── EXCERPT
The Backdoor Roth IRA is a legal strategy that lets high-income earners contribute to a Roth IRA even when they earn too much to contribute directly. If your income exceeds the Roth IRA limits, you are not out of options. The backdoor route was designed for exactly this situation. Here is what it is, how it works, and how to do it correctly in 2026.
What Is a Backdoor Roth IRA?
A Roth IRA normally has income limits that prevent high earners from contributing directly. In 2026, the ability to contribute to a Roth IRA phases out for single filers with modified adjusted gross income (MAGI) between $150,000 and $165,000, and for married filers between $236,000 and $246,000. Above those upper limits, direct Roth IRA contributions are not allowed.
The Backdoor Roth IRA is a two-step workaround:
- Contribute to a traditional IRA (which has no income limit for contributions)
- Convert that traditional IRA to a Roth IRA
The result is that you end up with money in a Roth IRA growing tax-free, even though your income disqualified you from contributing directly. This is completely legal and has been acknowledged by the IRS.
────
── RECORDS
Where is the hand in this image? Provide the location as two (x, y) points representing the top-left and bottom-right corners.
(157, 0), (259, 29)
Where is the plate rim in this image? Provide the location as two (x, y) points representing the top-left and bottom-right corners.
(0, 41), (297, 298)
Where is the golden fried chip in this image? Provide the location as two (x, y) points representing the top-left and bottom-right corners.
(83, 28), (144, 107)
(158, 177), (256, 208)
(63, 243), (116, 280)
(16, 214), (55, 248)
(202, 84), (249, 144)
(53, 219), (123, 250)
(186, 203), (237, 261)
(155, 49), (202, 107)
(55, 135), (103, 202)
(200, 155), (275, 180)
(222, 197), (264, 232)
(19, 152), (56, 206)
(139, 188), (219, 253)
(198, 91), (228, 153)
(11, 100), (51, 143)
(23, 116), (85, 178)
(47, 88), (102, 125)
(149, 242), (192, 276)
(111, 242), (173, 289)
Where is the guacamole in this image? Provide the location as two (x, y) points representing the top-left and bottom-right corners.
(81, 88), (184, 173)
────
◆ **EXERCISE A**:
Translate this sentence from the Backdoor Roth IRA article into Spanish: "This is completely legal and has been acknowledged by the IRS."
◆ **EXERCISE B**:
In the Backdoor Roth IRA article, what is the 2026 MAGI range over which single filers lose the ability to contribute to a Roth IRA?

◆ **TASK RESPONSE A**:
Esto es completamente legal y ha sido reconocido por el IRS.

◆ **TASK RESPONSE B**:
Between $150,000 and $165,000.